== Required work ==
In the post below about keeping Salemtown friendly to children, change "street festival" to "neighborhood fair" and give the stretch from "That request was" through "a small awning." with that substitution.

== Extract ==
►

Monday, February 02, 2015

Salemtown needs to stay a place friendly to children

At the last Salemtown neighborhood association meeting, someone other than me (for which I am thankful) suggested to the officers that more social events be planned for families with children.

That request was made after the officers handed out a list of planned social events somewhat bereft of events explicitly child-friendly: a Mardi Gras Mixer, Pink Flamingo Happy Hour, Progressive Dinner, Chili Cook Off, Sip 'N Stroll. Those are all lovely events I'm sure, but they seem designed more for empty nesters or for parents with babysitters on constant call rather than for those of us who are committed to spending time with our children. I have experienced the Salemtown Halloween Block Party, which is apparently on for 2015, too. While it did not deter the number of kids that came through for candy, it was organized more as a street festival for the concert-and-beer crowd. The "kids tent" was a single table under a small awning.

I thought the officers could have taken the criticism more constructively than they did. They basically told the parent that she should participate in the social committee if she wanted to see more kid-friendly events because none of the members of the social committee have children. I believe that the suggestion was made with good intentions, but it did not come across as a constructive suggestion to me.

I should be perfectly honest and say that this was not the first time I have seen coolness expressed by empty nesters toward families with children in Salemtown. Across 10 years it has been a challenge at times and with some exceptions to convince them to either co-sponsor or join in more kid-friendly events. At times parents here have organized events on our own the absence of association sponsorship. We've had outings to parks and water parks. We've gone to get ice cream. We've attended puppet shows at the public library. In the fall we've gone to scout pumpkins at Farmers Market. One of our more popular regular events we organized apart from SNNA in the past was our "Kid Klatch" events. They were generally at Morgan Park, but one time we had a "Jane's Walk" to Bicentennial Mall ending with a picnic and kite-flying.

While SNNA may have a knack for planning adult-oriented events, I believe our association can do a better job of sponsoring and incorporating kid-friendly events. Here are a few suggestions:

  • Rather than obliging parents to join a committee if they want to see events that their children can attend, invite the parents to meet with the social committee one-time or in a short series of coffees or lunches, kids in tow, so that the committee can get feedback for planning. Who knows, a couple of parents might take charge of their own suggestions to the committee. It is generally not effective or sensitive to tell people who suggest social events that they join the association's social committee. The reason we have committees is to divide the organizing labor and it becomes unrealistic to oblige every person who makes suggestions to join the committee. The committee would be come ridiculously and cumbersomely large under such logic. The social committee should field ideas on how to make their slate stronger, not dismiss those who cannot or will not serve.
  • Put SNNA in front of the parade. If you don't produce social events for families with children, the parents are likely to go ahead and organize them without you. We did 3 years ago when we started to feel less support from the association. I have been to fewer and fewer Salemtown Neighbors social events since 2012, because frankly I want to spend my free time with family members. Until it sinks in at SNNA that they can actually get more Salemtown families to attend by attracting them with kid-friendly events, then I'll not likely attend many adult-oriented ones as I have in the distant past. To put it more positively: find events that parents are already planning and ask if the association can do anything to assist. Get SNNA's name on the event. What can it hurt?

◄

== Dataset excerpt ==
►

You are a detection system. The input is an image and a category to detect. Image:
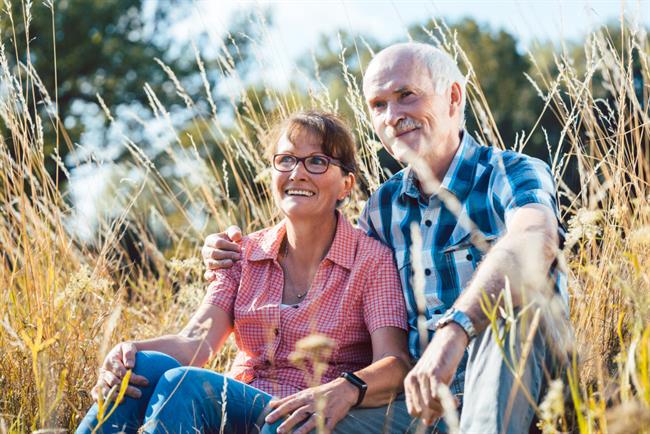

◄

== Answer ==
That request was made after the officers handed out a list of planned social events somewhat bereft of events explicitly child-friendly: a Mardi Gras Mixer, Pink Flamingo Happy Hour, Progressive Dinner, Chili Cook Off, Sip 'N Stroll. Those are all lovely events I'm sure, but they seem designed more for empty nesters or for parents with babysitters on constant call rather than for those of us who are committed to spending time with our children. I have experienced the Salemtown Halloween Block Party, which is apparently on for 2015, too. While it did not deter the number of kids that came through for candy, it was organized more as a neighborhood fair for the concert-and-beer crowd. The "kids tent" was a single table under a small awning.